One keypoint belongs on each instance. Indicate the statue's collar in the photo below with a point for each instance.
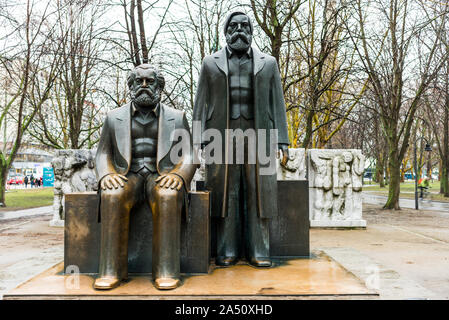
(155, 110)
(230, 53)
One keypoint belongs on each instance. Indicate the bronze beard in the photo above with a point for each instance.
(145, 98)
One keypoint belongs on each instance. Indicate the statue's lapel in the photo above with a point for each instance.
(259, 61)
(166, 127)
(123, 132)
(221, 61)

--------------------------------

◆ WHAT IS REQUIRED: Please set out all the records above as a numbered list, one line per item, skipping blank lines and leaving out the pictures.

◆ TASK RESULT:
1. One keypoint belongs on each instance. Indicate the statue's collar in the photo below with a point for each instance.
2. (155, 110)
3. (230, 53)
4. One keypoint belongs on each instance. Indicate the bronze beard in the photo above with a point for each instance.
5. (145, 98)
6. One keypoint belongs on each instance. Indicate the statue's lapel in the photo above with a point for each instance.
7. (259, 61)
8. (166, 127)
9. (123, 132)
10. (221, 61)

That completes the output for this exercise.